WHAT TO WORK ON: Pick out and copy every line of the material below that contains the string "point".

— start INPUT RECORDS —

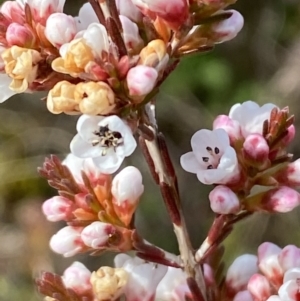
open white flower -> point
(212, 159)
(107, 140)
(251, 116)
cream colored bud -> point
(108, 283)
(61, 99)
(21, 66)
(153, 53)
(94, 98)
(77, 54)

— end INPUT RECORDS —
— start INPUT RECORDS —

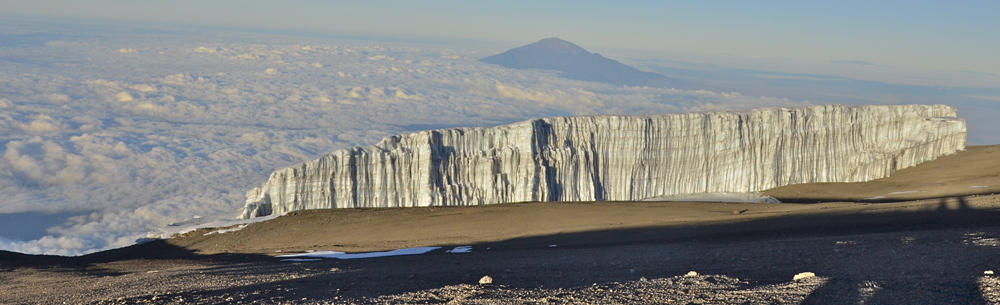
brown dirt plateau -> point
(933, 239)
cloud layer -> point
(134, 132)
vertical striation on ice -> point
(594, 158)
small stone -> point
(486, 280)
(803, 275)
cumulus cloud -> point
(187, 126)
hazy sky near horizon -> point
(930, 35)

— end INPUT RECORDS —

ANSWER:
open white flower -> point
cream colored bud -> point
brown dirt plateau -> point
cloud layer -> point
vertical striation on ice -> point
small stone -> point
cumulus cloud -> point
hazy sky near horizon -> point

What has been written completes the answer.